**STORED RECORDS**
○ ○ ○ ○ ○

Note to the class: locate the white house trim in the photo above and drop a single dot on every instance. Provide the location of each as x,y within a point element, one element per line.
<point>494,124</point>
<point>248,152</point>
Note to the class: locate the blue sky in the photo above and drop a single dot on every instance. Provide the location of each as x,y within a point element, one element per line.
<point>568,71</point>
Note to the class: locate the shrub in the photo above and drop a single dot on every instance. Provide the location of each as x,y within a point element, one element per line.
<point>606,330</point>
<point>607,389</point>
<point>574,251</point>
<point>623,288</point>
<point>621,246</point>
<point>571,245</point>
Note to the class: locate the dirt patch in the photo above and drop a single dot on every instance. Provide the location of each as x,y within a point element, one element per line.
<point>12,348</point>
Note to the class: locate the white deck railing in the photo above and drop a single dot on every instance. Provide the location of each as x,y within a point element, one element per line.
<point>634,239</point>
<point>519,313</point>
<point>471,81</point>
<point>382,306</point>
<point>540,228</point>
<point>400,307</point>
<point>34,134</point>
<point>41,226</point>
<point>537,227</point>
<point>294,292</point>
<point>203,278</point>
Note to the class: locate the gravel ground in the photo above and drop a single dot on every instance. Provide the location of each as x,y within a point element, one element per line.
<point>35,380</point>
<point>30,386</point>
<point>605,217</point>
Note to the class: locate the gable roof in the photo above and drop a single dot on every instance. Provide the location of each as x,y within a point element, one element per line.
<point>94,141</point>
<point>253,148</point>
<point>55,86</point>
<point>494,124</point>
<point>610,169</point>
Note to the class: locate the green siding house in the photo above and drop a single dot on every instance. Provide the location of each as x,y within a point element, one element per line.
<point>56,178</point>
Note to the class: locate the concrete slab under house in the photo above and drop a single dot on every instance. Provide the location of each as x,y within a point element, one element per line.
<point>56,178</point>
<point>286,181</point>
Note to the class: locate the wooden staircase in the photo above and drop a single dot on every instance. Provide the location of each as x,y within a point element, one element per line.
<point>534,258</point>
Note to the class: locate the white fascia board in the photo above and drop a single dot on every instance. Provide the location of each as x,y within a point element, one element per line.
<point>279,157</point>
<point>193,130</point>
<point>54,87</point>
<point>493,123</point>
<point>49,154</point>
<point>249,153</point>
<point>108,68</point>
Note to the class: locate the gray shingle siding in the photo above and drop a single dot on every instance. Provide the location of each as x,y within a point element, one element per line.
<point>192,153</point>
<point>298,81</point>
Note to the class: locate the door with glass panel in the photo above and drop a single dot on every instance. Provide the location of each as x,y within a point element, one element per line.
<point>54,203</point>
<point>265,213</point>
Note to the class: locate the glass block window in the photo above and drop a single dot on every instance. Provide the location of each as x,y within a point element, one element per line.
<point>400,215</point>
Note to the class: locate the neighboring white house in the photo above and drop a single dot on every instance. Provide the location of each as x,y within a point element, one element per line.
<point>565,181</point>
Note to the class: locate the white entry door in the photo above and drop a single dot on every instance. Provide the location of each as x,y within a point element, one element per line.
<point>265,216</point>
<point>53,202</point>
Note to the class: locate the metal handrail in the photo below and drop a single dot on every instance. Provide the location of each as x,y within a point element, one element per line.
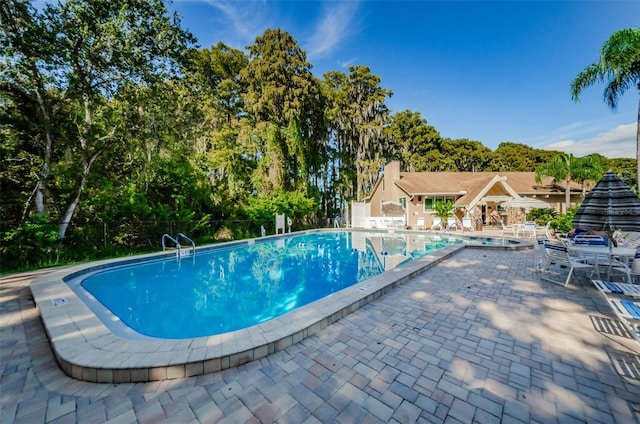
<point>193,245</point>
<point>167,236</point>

○ ○ ○ ○ ○

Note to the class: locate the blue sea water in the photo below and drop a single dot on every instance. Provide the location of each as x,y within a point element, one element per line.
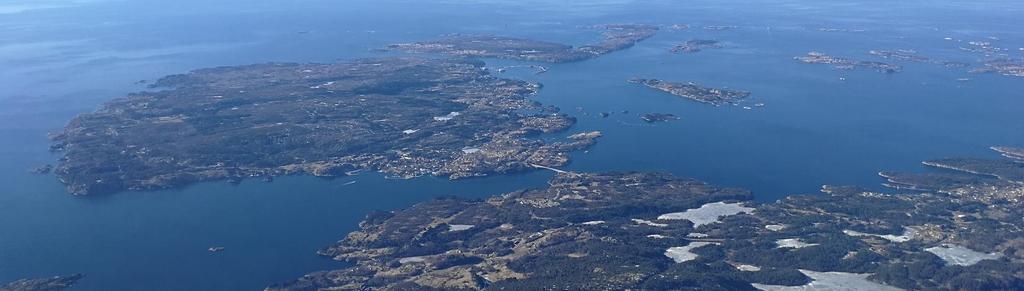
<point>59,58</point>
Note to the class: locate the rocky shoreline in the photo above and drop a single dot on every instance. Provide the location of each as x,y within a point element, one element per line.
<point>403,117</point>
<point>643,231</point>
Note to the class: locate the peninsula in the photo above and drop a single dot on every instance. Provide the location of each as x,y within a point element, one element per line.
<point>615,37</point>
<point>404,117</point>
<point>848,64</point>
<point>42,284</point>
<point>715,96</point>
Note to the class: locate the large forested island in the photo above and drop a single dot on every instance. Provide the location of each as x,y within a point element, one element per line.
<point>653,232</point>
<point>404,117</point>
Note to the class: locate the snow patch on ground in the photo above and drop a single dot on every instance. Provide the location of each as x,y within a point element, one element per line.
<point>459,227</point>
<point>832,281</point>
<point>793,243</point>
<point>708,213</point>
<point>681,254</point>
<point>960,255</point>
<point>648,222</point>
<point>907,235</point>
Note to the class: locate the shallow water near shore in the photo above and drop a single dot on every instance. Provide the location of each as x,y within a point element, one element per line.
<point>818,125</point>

○ ○ ○ ○ ○

**REQUIREMENTS**
Please give the entries from the line containing "Note to the class: locate the snow" through the line containing "<point>818,125</point>", both ends included, as a JSON list of strings with one string per line and no blank lines.

**FINISHED EXERCISE**
[
  "Note to the class: locate the snow patch on ground in the photo above and drop a single dot on every instance. Provide the location of each as x,y within a point element, one element per line.",
  "<point>459,227</point>",
  "<point>832,281</point>",
  "<point>793,243</point>",
  "<point>708,213</point>",
  "<point>681,254</point>",
  "<point>960,255</point>",
  "<point>648,222</point>",
  "<point>907,235</point>",
  "Note to the class: locate the shallow water near shore in the photo above and drop a single dot on every instance. Provide the location of each as x,y within a point element, one element per line.",
  "<point>818,125</point>"
]